Do this: Return the line containing "You are given a photograph. Locate the pendant" and all lines after it exactly; stop at the end of the material.

Entries from a pointing dataset:
####

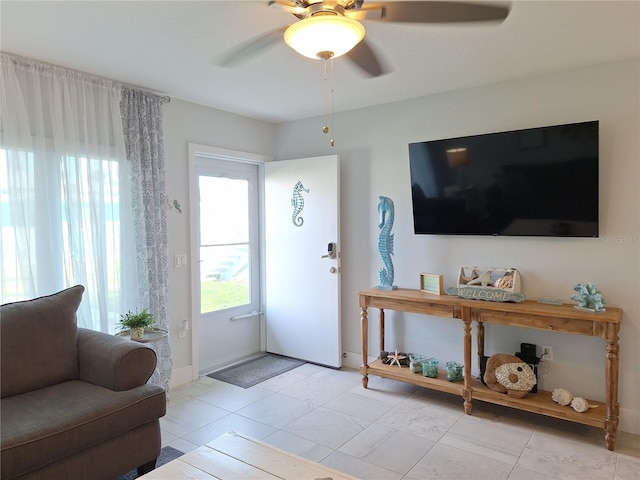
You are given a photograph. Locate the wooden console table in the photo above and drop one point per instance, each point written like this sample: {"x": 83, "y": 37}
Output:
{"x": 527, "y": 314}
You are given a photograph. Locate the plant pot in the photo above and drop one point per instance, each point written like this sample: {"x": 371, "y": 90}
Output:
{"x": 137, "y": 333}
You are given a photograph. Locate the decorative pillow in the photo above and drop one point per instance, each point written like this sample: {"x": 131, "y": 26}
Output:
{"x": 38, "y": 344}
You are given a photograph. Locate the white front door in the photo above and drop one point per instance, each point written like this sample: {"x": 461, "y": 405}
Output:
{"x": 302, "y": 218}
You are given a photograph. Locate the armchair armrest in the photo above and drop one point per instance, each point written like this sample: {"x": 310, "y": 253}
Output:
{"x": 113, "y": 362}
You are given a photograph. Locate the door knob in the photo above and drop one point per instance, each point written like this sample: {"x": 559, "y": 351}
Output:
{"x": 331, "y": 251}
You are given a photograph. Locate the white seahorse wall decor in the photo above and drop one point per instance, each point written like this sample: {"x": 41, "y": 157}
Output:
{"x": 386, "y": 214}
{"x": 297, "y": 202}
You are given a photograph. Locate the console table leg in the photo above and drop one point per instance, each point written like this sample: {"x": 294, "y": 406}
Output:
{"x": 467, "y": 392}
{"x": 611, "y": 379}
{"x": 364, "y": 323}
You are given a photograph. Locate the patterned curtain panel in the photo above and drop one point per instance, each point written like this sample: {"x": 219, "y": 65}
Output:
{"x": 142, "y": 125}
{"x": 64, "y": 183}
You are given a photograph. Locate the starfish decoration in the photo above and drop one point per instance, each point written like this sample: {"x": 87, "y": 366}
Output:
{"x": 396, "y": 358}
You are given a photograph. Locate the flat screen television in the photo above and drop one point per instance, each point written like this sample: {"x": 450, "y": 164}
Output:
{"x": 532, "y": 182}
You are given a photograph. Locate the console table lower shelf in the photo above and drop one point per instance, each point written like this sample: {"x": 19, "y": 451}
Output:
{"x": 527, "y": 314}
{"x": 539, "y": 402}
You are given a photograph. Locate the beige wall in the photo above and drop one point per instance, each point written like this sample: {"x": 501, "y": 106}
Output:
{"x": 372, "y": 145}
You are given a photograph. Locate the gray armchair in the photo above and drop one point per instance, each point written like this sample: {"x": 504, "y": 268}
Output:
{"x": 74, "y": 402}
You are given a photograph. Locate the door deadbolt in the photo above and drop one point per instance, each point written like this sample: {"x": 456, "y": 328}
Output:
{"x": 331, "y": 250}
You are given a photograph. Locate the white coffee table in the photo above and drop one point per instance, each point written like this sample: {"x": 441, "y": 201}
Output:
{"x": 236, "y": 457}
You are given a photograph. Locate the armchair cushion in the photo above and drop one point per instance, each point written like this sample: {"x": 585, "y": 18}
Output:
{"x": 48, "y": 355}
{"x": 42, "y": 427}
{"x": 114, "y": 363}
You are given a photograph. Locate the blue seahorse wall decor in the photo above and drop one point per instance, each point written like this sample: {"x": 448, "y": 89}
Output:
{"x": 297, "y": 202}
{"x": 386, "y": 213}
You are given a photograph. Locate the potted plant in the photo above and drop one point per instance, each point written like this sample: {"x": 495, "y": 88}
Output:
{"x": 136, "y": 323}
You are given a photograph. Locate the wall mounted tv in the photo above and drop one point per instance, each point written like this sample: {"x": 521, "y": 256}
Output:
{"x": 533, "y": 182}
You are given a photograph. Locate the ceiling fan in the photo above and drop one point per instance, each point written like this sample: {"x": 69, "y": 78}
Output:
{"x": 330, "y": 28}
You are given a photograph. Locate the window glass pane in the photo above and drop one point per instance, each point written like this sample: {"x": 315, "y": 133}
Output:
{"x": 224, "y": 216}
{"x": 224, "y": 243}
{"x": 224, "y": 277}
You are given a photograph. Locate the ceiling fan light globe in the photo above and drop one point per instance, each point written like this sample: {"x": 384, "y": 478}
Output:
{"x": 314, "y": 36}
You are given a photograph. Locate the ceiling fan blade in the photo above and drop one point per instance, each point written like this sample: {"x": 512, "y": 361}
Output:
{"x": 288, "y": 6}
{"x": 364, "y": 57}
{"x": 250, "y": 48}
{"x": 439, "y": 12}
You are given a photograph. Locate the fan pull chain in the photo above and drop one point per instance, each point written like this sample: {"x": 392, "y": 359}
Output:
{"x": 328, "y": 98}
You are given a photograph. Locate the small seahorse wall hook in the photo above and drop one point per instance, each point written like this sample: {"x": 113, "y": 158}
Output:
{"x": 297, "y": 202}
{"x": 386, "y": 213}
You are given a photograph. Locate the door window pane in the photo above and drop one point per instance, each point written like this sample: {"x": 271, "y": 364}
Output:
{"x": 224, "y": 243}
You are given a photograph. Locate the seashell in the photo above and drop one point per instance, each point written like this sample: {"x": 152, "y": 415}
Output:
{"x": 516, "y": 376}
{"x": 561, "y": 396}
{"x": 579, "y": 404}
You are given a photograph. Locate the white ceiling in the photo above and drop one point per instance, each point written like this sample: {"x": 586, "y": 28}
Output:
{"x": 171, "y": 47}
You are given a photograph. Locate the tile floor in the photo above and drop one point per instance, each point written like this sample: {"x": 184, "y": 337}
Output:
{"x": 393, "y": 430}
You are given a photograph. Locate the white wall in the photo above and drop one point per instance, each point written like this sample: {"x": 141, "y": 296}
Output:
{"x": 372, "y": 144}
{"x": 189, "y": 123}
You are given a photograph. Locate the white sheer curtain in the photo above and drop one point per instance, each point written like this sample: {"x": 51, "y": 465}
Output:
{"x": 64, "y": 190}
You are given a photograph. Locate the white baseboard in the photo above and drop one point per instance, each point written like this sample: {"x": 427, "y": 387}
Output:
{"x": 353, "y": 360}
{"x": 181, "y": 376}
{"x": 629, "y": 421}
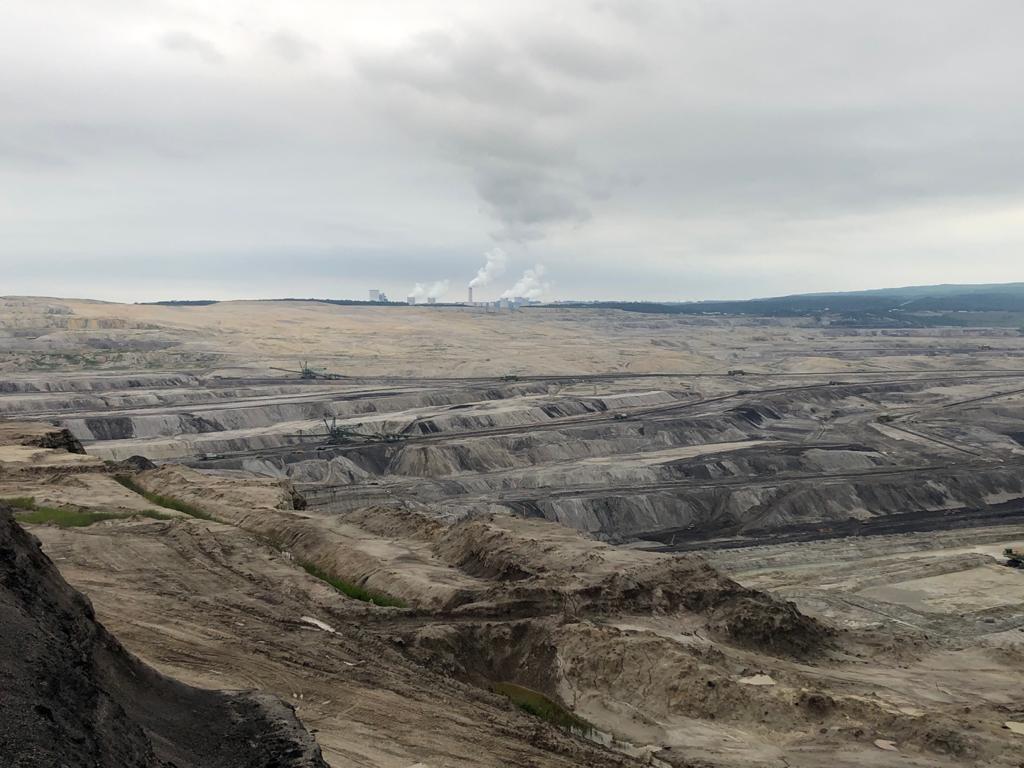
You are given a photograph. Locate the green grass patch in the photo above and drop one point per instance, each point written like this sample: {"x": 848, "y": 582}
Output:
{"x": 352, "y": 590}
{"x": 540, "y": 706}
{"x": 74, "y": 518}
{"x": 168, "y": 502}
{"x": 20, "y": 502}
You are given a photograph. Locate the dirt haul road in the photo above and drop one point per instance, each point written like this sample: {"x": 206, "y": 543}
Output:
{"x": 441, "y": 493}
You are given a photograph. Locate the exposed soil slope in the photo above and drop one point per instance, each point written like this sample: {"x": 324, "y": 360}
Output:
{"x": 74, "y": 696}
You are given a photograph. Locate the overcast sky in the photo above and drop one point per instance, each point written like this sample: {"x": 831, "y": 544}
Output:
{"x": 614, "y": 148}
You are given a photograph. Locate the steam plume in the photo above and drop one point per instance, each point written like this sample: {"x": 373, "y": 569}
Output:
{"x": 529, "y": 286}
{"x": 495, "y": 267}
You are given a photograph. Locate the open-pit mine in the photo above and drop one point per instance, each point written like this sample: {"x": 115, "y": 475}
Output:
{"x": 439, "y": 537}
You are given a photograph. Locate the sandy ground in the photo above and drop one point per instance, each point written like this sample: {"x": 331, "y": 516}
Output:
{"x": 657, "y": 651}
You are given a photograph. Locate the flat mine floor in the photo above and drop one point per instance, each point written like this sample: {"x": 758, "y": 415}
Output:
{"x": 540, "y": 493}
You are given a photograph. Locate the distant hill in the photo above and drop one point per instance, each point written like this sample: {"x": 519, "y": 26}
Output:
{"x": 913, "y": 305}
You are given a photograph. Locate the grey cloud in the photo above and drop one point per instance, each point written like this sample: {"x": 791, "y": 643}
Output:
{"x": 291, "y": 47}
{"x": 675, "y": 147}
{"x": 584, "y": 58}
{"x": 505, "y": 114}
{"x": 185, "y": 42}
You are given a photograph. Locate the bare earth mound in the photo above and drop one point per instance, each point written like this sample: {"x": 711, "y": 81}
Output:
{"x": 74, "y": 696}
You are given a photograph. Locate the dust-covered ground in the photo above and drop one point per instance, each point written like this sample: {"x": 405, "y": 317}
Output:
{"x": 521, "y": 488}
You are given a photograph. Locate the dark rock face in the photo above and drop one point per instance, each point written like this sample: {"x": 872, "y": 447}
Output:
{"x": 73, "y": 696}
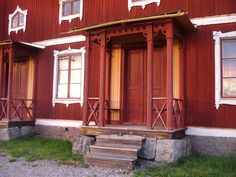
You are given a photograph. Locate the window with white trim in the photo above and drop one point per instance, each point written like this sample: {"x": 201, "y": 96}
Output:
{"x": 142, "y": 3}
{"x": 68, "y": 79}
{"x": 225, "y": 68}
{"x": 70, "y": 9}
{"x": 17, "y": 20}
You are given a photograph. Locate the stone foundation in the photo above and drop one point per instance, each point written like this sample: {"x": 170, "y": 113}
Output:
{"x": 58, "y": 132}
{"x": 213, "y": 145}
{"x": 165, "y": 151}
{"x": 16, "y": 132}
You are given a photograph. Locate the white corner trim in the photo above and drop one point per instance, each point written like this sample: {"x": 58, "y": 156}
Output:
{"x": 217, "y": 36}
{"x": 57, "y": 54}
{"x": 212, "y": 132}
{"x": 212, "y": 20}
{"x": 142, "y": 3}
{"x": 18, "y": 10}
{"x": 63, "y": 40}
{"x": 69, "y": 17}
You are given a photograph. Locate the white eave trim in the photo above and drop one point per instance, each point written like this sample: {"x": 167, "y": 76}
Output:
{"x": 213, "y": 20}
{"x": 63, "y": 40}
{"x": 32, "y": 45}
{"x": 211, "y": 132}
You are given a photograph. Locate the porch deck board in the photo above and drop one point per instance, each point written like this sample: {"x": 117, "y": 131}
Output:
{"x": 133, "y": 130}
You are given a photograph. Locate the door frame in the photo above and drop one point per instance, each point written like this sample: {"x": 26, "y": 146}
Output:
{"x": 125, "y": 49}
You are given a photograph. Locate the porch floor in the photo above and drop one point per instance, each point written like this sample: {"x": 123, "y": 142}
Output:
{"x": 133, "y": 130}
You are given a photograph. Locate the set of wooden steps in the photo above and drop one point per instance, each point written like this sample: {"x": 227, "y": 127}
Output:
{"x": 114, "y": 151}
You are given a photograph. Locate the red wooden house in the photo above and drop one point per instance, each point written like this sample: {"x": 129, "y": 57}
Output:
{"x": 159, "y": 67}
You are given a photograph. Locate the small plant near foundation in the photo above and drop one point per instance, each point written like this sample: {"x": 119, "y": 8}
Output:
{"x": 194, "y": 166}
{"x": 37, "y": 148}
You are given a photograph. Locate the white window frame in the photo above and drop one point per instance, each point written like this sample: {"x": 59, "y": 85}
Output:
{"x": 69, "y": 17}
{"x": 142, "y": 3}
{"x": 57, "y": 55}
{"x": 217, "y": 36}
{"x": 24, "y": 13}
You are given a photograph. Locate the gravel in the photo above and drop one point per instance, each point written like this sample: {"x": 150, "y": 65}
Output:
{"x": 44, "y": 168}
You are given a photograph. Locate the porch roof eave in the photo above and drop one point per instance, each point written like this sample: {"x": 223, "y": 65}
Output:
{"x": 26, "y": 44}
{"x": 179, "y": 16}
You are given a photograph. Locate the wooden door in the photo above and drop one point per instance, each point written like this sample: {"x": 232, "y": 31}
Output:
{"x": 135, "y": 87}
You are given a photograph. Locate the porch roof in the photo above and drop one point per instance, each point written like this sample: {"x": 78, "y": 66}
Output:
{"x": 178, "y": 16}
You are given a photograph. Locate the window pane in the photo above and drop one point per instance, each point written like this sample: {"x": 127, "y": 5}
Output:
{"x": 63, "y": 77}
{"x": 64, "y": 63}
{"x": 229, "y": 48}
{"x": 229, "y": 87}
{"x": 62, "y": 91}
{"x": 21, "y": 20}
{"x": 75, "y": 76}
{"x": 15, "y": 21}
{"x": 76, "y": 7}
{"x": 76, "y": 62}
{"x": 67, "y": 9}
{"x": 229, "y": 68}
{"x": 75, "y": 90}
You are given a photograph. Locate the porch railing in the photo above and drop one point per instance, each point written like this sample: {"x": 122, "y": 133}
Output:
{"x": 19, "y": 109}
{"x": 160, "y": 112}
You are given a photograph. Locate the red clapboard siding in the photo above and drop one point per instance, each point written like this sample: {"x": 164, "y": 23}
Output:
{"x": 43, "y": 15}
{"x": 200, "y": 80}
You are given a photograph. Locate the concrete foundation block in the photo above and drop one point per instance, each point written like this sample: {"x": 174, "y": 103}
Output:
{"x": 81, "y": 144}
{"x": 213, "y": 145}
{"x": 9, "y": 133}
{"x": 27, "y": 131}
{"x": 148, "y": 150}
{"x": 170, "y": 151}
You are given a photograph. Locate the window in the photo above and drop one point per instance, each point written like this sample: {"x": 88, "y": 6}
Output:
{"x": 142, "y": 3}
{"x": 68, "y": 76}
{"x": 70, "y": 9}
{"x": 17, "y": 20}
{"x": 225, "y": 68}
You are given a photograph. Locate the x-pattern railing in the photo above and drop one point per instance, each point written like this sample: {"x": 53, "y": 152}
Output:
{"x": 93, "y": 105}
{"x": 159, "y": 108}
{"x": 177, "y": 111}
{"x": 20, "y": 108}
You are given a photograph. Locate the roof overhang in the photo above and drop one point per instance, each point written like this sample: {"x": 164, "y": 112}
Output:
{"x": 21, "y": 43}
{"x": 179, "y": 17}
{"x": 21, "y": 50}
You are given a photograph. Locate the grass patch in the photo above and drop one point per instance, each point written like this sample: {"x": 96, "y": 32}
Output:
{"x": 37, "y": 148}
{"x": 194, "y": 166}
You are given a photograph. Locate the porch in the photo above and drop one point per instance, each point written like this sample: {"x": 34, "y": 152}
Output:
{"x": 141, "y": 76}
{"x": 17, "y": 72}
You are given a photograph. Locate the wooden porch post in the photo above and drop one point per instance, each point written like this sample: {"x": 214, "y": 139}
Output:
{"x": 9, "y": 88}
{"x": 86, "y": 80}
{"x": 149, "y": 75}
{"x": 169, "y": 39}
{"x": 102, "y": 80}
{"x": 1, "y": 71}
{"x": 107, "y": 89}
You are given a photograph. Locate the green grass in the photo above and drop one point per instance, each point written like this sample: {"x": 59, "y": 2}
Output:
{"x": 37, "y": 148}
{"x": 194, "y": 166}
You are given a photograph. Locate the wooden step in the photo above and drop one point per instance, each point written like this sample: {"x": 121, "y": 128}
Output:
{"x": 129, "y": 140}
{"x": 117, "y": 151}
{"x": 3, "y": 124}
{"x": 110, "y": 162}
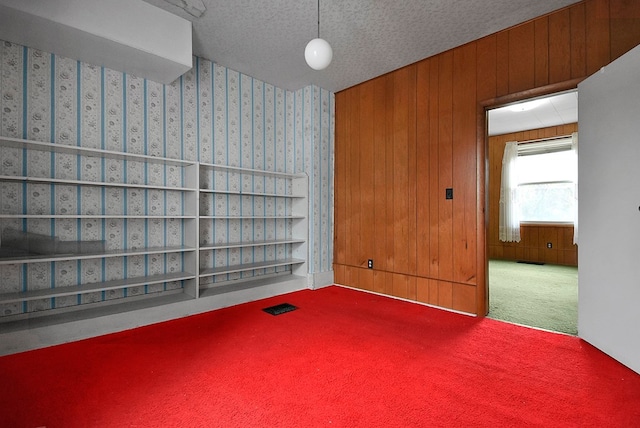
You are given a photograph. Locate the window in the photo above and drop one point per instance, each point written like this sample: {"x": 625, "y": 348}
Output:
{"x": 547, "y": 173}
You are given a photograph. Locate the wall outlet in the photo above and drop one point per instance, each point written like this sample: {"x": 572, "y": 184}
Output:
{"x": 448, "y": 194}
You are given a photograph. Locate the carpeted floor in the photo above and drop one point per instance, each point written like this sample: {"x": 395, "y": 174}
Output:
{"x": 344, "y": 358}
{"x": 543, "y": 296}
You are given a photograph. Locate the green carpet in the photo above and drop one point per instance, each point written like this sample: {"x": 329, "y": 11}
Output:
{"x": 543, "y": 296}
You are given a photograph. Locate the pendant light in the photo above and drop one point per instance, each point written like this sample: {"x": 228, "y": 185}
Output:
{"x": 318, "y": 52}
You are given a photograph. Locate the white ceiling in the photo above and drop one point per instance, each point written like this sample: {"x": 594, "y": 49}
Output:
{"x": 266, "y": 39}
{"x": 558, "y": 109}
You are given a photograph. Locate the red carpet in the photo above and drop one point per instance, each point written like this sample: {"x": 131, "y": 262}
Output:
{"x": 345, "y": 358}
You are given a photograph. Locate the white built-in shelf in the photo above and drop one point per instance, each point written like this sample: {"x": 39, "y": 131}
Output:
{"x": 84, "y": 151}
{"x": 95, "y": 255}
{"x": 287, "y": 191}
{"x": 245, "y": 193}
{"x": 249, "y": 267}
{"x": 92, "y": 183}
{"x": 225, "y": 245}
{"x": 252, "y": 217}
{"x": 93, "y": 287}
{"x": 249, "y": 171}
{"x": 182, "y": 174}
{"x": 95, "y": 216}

####

Output of the task:
You are given a photograph. Locate the pendant light in the photo above and drop one point per instance, each point written like this sample: {"x": 228, "y": 185}
Output:
{"x": 318, "y": 52}
You are given a photograph. Locate the white ceiling in the photo above and drop one point per instance, each point written like this sample: {"x": 594, "y": 49}
Output:
{"x": 266, "y": 39}
{"x": 558, "y": 109}
You are given a photograph. Locate the red carpet in the photo above and drop one point per instance, each point written like this sample: {"x": 131, "y": 262}
Output:
{"x": 345, "y": 358}
You are given a photograph. Locate the white built-in shelf in the photo above and drop one point per instance, each point written like this sample: {"x": 39, "y": 131}
Output:
{"x": 84, "y": 151}
{"x": 95, "y": 255}
{"x": 287, "y": 191}
{"x": 245, "y": 193}
{"x": 249, "y": 267}
{"x": 92, "y": 183}
{"x": 225, "y": 245}
{"x": 252, "y": 217}
{"x": 93, "y": 287}
{"x": 249, "y": 171}
{"x": 182, "y": 174}
{"x": 95, "y": 216}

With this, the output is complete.